--- begin ---

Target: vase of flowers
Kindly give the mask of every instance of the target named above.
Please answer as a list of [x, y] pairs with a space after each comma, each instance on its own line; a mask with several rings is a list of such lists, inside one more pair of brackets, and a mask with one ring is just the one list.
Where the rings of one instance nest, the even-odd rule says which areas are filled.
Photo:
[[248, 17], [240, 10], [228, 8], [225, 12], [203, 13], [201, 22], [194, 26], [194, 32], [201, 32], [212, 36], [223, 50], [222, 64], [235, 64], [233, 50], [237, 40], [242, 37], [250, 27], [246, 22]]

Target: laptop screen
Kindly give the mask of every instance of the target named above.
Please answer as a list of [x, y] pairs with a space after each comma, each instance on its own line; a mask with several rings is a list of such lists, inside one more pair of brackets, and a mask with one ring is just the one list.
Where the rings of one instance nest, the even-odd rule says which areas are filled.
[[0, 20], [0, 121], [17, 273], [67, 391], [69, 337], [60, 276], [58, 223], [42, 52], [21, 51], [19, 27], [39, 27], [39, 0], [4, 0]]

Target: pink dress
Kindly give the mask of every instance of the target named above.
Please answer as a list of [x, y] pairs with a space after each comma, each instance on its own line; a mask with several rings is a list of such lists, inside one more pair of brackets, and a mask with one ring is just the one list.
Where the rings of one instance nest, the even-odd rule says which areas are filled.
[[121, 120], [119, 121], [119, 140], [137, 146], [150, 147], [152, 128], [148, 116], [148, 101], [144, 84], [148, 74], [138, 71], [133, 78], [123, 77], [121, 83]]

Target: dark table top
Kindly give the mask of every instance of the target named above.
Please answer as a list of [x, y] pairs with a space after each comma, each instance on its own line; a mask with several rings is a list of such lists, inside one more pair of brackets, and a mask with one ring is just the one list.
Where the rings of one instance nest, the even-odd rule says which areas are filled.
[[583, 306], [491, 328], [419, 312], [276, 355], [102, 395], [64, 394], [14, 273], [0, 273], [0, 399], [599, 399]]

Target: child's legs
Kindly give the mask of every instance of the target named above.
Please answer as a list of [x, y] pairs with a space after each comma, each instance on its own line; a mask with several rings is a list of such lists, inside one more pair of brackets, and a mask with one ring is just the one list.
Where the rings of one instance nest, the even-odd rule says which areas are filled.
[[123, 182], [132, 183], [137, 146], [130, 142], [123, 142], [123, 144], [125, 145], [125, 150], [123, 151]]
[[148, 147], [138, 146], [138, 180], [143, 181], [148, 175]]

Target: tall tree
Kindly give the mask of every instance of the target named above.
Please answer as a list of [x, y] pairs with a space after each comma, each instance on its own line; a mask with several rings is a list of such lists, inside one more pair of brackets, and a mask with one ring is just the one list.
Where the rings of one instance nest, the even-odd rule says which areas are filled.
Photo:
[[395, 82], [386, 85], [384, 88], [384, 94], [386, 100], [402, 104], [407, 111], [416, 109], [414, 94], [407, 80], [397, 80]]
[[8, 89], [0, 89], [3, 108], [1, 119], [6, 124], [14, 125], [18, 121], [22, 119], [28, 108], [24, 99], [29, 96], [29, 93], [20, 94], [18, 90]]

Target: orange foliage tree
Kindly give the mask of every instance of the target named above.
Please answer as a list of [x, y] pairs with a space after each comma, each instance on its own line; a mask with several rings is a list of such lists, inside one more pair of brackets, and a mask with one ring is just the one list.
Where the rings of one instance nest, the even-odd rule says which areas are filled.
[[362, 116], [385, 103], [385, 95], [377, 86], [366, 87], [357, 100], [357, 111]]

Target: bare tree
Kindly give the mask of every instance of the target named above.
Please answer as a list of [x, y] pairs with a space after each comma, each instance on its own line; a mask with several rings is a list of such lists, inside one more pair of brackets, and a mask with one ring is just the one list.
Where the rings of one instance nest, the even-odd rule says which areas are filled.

--- end ---

What to do
Repeat the listing above word for word.

Complete response
Target: vase of flowers
Kindly give the mask of every instance of the target named above.
Please answer as a list of [x, y] pairs with a space after each comma, each instance on its own line; a mask with several rings is a list of such lists, inside one more pair of brackets, and a mask with one ring is just the one list.
Where the rings of one instance nest, the even-odd rule says which areas are filled.
Photo:
[[248, 17], [240, 10], [228, 8], [225, 12], [203, 13], [201, 22], [194, 26], [194, 32], [201, 32], [212, 36], [223, 50], [222, 64], [235, 64], [233, 50], [237, 40], [242, 37], [250, 27], [246, 22]]

Target: laptop screen
Kindly give the mask of every instance of the target named above.
Please answer as a list of [x, y] pairs with a space after each comma, each instance on its own line; a mask with several rings is a list of such lists, inside one more pair of brackets, and a mask with one ring is just the one list.
Where the rings of one instance nest, the even-odd rule says which areas are filled.
[[0, 20], [0, 121], [17, 273], [67, 391], [69, 337], [60, 276], [58, 223], [42, 52], [21, 51], [19, 27], [39, 27], [39, 0], [4, 0]]

Target: pink dress
Kindly give the mask of every instance of the target named above.
Please answer as a list of [x, y] pairs with a space after each comma, each instance on its own line; a mask with several rings is a list of such lists, inside one more pair of brackets, and a mask with one ring is just the one list.
Where the rings of one instance nest, the even-odd rule says which areas are filled.
[[121, 120], [119, 121], [119, 140], [137, 146], [150, 147], [152, 128], [148, 116], [148, 101], [144, 84], [148, 74], [138, 71], [133, 78], [123, 77], [121, 83]]

Target: dark table top
Kindly give the mask of every instance of the target named above.
Please answer as a list of [x, y] pairs with a space after each comma, each instance on its own line; a mask with several rings is a list of such lists, inside one more pair of brackets, and a mask with one ring is just the one list.
Where the rings of one instance nest, the even-odd rule says which areas are filled.
[[583, 306], [491, 328], [419, 312], [276, 355], [102, 395], [64, 394], [14, 273], [0, 273], [0, 399], [599, 399]]

Target: child's legs
Kindly give the mask of every instance of the target named above.
Please answer as a list of [x, y] pairs with a space after each comma, each instance on its own line; a mask with several rings is a list of such lists, inside one more pair of brackets, and a mask with one ring is just the one list.
Where the rings of one instance nest, the even-odd rule says which areas are filled.
[[123, 182], [132, 183], [137, 146], [130, 142], [123, 142], [123, 144], [125, 145], [125, 150], [123, 151]]
[[148, 147], [138, 146], [138, 180], [143, 181], [148, 175]]

Target: tall tree
Kindly give the mask of every instance of the target named above.
Please answer as a list of [x, y] pairs with a space after each comma, each instance on its own line; a mask with several rings is a list of such lists, inside one more pair of brackets, and a mask with one ring is just the one list.
Where the rings of one instance nest, the even-odd rule says which areas are filled.
Photo:
[[395, 82], [386, 85], [384, 88], [384, 94], [386, 100], [402, 104], [407, 111], [416, 109], [414, 94], [407, 80], [397, 80]]
[[8, 89], [0, 89], [3, 108], [1, 119], [6, 124], [14, 125], [18, 121], [22, 119], [28, 108], [24, 99], [29, 96], [29, 93], [20, 94], [18, 90]]

Target: orange foliage tree
Kindly give the mask of every instance of the target named above.
Please answer as a list of [x, y] pairs with a space after each comma, each instance on its own line; a mask with several rings is a list of such lists, inside one more pair of brackets, and a mask with one ring is just the one list.
Where the rings of one instance nest, the even-odd rule says which areas are filled.
[[362, 116], [385, 103], [385, 95], [377, 86], [366, 87], [357, 100], [357, 111]]

Target: bare tree
Kindly give the mask of every instance of the target named above.
Please answer as a list of [x, y] pairs with a space after each comma, each instance on its own line; a mask with several rings is a list of such lists, inside one more pair of brackets, and a mask with one ring is just the one list.
Where the rings of one instance nest, the even-odd rule says which areas are filled.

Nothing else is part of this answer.